===== TEXT BLOCK =====

# I don't know what he's saying, but you can't fix stupid!!!!



## Grumpy Ol' Man (Jun 12, 2015)

Whatever would possess someone to............


----------



## Warrigal (Jun 12, 2015)

I hope the bet was a profitable one.

Silly boy. Perhaps he was hoping to come out of the ordeal with a super power centred on his groin?


----------



## AZ Jim (Jun 12, 2015)

What a freaking IDIOT!!  I have heard of "ant's in yer pants"....BUT......


----------



## Shalimar (Jun 12, 2015)

I hope he was financially compensated to the max. Silly boy.


----------



## Geezerette (Jun 12, 2015)

This is one thread I wish I hadn't opened!


----------



## RadishRose (Jun 12, 2015)

what a stupid a**


----------



## QuickSilver (Jun 12, 2015)

What WERE those things?


----------



## SeaBreeze (Jun 12, 2015)

Two minutes of youtube glory....some people just have too much time on their hands.


----------



## AZ Jim (Jun 12, 2015)

QuickSilver said:


> What WERE those things?



*FIRE *ants.


----------



## QuickSilver (Jun 12, 2015)

Omg


----------



## AZ Jim (Jun 12, 2015)

That got some action, eh??


----------



## Pappy (Jun 12, 2015)

Wasn't there a movie named after him?  Fire Down Below, I believe.


----------



## AZ Jim (Jun 12, 2015)

No it was called Dumb and Dumber.


----------



## Ameriscot (Jun 13, 2015)

I've been bitten by fire ants! OMG what a moron he is!


----------



## Ken N Tx (Jun 13, 2015)

Another stupid ass...
.


----------



## oldman (Jun 13, 2015)

I stepped on a mound of fire ants in Florida outside of our house. They sting like crazy. I went to the local walk-in clinic just in case there was something that I needed to do to prevent infection or whatever and the doctor told me that they secrete a venom and that is what causes the burning. He gave me an injection of something that I can't remember that takes care of a person's central nervous system, if they are allergic to the sting. Maybe epinephrine? Anyway, I followed with simple baking soda and a little water to make a paste and applied that to the sting area. It took a few days to calm down, but thankfully, I had no problems with breathing or any other issues. From that day on, I always wear at least my slides when I go outside.


----------



## Warrigal (Jun 13, 2015)

=====

APPLY WHAT YOU READ:
a) Copy the fire ant thread word for word, from "## oldman (Jun" to "I go outside.".
b) In the fire ant thread, explain why a fire ant sting burns, according to what the doctor told oldman. Use one to three sentences.

===== RECORD EXTRACTS =====

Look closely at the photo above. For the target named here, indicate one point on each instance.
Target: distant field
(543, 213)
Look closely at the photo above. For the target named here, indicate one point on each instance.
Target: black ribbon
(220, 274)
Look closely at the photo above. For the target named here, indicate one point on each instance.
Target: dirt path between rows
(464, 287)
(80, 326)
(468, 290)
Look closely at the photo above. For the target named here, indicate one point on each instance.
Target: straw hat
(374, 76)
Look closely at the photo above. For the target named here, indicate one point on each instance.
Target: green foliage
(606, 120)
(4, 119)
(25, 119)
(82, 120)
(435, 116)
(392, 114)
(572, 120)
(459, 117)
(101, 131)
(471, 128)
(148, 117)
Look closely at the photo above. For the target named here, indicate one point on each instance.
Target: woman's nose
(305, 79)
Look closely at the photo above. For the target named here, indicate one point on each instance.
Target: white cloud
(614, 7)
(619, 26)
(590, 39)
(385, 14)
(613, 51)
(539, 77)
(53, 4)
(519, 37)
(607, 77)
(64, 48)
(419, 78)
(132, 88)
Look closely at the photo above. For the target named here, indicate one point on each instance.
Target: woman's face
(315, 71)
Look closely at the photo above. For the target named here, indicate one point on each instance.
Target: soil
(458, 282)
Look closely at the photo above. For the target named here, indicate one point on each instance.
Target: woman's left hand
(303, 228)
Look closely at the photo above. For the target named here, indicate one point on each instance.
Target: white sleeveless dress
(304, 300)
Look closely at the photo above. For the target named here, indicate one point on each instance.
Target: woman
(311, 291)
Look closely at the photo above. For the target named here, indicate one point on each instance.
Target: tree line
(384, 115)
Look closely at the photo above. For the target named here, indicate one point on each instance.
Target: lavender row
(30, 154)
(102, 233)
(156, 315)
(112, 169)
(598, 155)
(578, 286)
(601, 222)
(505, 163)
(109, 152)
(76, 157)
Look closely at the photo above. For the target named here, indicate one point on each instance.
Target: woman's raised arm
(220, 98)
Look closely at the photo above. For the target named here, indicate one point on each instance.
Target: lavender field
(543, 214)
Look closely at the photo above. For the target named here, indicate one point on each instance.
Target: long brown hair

=====

SET OF ANSWERS:
a)
## oldman (Jun 13, 2015)

I stepped on a mound of fire ants in Florida outside of our house. They sting like crazy. I went to the local walk-in clinic just in case there was something that I needed to do to prevent infection or whatever and the doctor told me that they secrete a venom and that is what causes the burning. He gave me an injection of something that I can't remember that takes care of a person's central nervous system, if they are allergic to the sting. Maybe epinephrine? Anyway, I followed with simple baking soda and a little water to make a paste and applied that to the sting area. It took a few days to calm down, but thankfully, I had no problems with breathing or any other issues. From that day on, I always wear at least my slides when I go outside.

b) The doctor told oldman that fire ants secrete a venom, and that venom is what causes the burning.